__Document excerpt__.
- - - - - - -
At the time the petition was filed, petitioner was a resident of Poolville, Texas. The returns involved were filed with the Internal Revenue Service Center, Austin, Texas.

During the years 1987 through 1991, petitioner was senior vice president of Houston General Insurance Company (Houston General) and was directly responsible for accounting affairs at the company.

During the years 1988, 1989 and 1990, petitioner directed that checks from bank accounts of Houston General be issued in the name of RFC in amounts totaling $423,068, $91,311, and $468,616, respectively. He directed that these checks be deposited into an NCNB Bank account titled "RJK Trust II" over which he was the sole trustee and had the only authorized signature. Petitioner then wrote checks on the RJK Trust II account transferring the deposited funds to his personal accounts at Overton Park Bank and Shearson Lehman Brothers, Inc. In an effort to conceal the scheme from Houston General, petitioner removed canceled checks from the corporate files.

The conduct described above was part of a scheme to embezzle funds from Houston General and income, in the amounts stipulated, was received from such efforts. Petitioner did not report any income from the embezzlement scheme on his tax returns for the years involved herein. He has stipulated that he "fraudulently omitted the receipt of" those amounts of "embezzled funds" from those returns.

Due to his position with Houston General, petitioner was entitled to reimbursement from Houston General of certain business expenses paid by him. Throughout his tenure at Houston General, he submitted claims for reimbursement of authorized business expenses and was reimbursed for those expenses.
- - - - - - -
__Excerpted records__.

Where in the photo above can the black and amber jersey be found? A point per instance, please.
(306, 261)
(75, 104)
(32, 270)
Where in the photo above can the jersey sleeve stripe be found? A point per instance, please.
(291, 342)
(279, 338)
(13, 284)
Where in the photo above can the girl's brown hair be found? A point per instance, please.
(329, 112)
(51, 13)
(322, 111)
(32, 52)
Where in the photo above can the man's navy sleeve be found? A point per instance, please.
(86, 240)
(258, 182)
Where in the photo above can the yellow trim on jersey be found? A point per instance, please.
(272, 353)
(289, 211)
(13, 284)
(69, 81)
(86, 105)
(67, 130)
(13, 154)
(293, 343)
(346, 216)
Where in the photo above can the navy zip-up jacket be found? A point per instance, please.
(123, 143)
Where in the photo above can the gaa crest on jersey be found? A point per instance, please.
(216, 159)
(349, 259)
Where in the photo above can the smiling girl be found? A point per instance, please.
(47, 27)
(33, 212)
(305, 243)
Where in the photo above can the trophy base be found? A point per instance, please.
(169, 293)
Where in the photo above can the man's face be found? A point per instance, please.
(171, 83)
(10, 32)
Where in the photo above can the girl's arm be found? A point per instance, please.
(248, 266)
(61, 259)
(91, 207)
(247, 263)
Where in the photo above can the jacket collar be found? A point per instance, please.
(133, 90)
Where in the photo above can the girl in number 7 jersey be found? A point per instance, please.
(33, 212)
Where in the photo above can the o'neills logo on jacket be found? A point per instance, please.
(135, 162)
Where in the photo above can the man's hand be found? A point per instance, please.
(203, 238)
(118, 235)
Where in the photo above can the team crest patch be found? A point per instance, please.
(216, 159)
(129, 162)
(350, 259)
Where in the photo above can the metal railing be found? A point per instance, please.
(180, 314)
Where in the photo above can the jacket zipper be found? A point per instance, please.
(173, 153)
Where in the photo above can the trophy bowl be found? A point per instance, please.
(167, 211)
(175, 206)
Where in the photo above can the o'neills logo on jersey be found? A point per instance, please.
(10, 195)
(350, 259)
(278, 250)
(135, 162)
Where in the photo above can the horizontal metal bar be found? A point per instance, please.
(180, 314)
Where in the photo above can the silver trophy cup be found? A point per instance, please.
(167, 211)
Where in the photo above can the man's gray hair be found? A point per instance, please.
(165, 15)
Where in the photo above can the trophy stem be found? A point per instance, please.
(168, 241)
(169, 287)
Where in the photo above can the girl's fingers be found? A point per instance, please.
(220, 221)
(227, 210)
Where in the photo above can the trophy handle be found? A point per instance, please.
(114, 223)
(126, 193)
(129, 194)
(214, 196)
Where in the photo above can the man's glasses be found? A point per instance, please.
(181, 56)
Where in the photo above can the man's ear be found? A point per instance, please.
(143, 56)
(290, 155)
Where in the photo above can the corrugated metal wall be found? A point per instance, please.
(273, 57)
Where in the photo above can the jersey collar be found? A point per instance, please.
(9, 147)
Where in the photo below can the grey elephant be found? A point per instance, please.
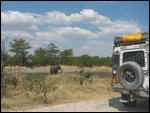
- - - - - - -
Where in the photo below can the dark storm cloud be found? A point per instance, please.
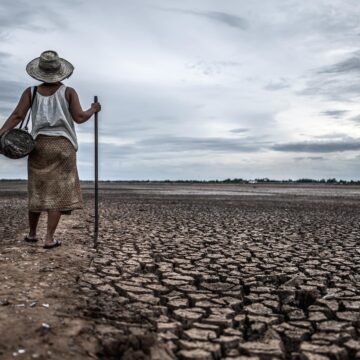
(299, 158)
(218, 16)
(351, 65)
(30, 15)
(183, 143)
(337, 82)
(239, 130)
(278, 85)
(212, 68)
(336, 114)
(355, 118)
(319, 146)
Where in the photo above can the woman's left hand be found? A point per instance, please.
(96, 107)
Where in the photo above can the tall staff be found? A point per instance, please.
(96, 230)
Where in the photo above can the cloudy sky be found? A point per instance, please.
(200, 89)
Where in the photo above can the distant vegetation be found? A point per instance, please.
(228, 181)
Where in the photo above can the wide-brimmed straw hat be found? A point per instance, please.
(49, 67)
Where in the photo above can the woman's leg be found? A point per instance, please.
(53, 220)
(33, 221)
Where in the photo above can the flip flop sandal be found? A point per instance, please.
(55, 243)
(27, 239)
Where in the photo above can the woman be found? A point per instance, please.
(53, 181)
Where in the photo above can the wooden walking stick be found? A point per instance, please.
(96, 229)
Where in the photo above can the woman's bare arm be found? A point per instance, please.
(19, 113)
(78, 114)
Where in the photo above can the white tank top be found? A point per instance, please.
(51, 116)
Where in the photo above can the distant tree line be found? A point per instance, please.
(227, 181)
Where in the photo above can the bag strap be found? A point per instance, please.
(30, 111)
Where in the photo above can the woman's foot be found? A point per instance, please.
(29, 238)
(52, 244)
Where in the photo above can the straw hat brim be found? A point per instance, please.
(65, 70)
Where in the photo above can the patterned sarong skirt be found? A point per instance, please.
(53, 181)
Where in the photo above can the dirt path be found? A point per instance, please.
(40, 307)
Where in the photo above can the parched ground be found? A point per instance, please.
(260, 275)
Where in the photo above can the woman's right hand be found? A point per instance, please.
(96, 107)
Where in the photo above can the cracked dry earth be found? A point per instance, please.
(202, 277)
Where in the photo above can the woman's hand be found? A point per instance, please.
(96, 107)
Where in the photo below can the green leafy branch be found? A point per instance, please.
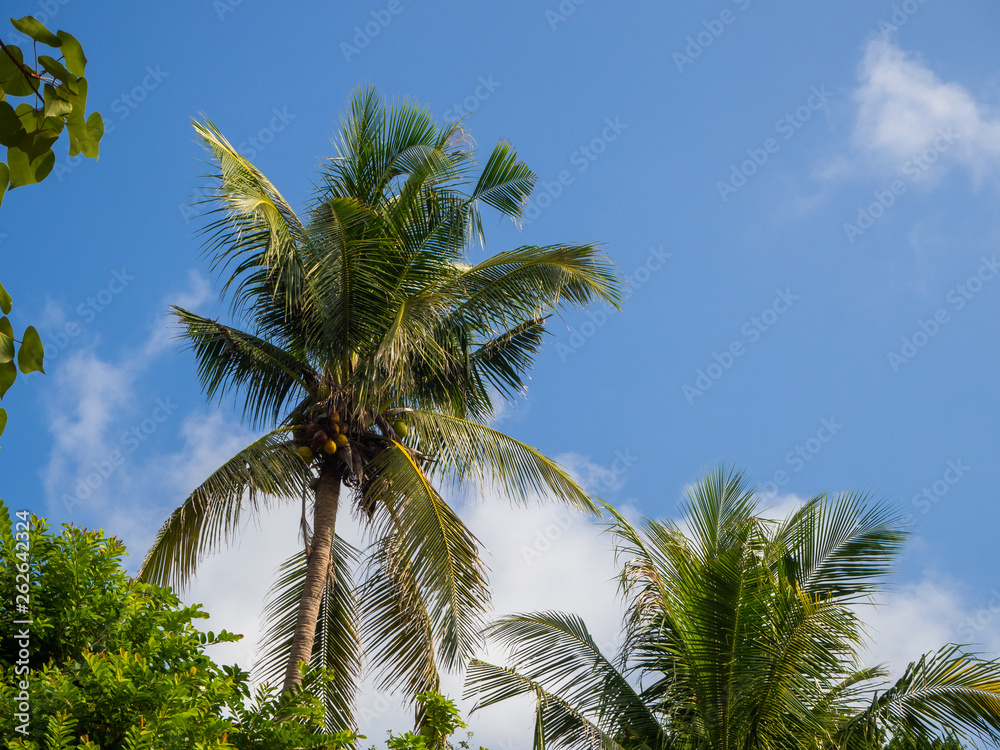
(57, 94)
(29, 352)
- - - - - - -
__Work to complete__.
Continue the court excerpt on the embezzlement from Houston General, starting after its last sentence. The data are not used in this exercise.

__Expected output__.
For the years 1989 and 1990, petitioner submitted claims to Houston General for reimbursement of expenses in the amounts of $539.17 and $1,624.18, respectively, for which he was not authorized to claim reimbursement and was reimbursed for those expenses. As a result, he received income from the reimbursement of those expenses in those amounts during the years indicated, which he did not report on his tax returns for those years.

For the years 1989 and 1990, petitioner submitted claims to Houston General for reimbursement of items for which he did not pay personally, but rather were charged to company credit cards, in the amounts of $524.13 and $373.34, respectively, for which he was not authorized to claim payment; he was paid for those expenses. He received income in those amounts during the years indicated, which he did not report on his tax returns for those years.

For the years 1989 and 1990, petitioner submitted claims to Houston General for reimbursement of expenses for which he could not provide substantiation in the amounts of $122.67 and $2,558.63, respectively, for which he was not authorized to claim reimbursement and for which he was reimbursed. He received income in those amounts during the years indicated, which he did not report on his tax returns for those years.

Petitioner has stipulated that he "fraudulently omitted the receipt of $1,185.97 and $4,556.15 in income from unauthorized reimbursements" from his tax returns for the taxable years 1989 and 1990, respectively.

Petitioner has also stipulated that a part of each deficiency in income tax for the years in question is due to fraud.

Petitioner did not appear when the case was called for trial on June 14, 1993, and submitted fully stipulated because he was then and continues to be incarcerated. 2 At that time, respondent's counsel indicated that he understood that petitioner wished to argue the law in respect to the additions to tax for fraud. Petitioner was given until August 30, 1993, to file a brief and, when he did not respond, the Court by order dated October 4, 1993, gave him a further opportunity, i.e., to December 15, 1993, to submit his brief. On October 15, 1993, petitioner wrote the Court that he would not file a brief or other response. His only comment about the issues before the Court was a statement that the expenses for which he was reimbursed and which were now considered unauthorized were in fact authorized but that because of his incarceration he was unable to prove that such was the case.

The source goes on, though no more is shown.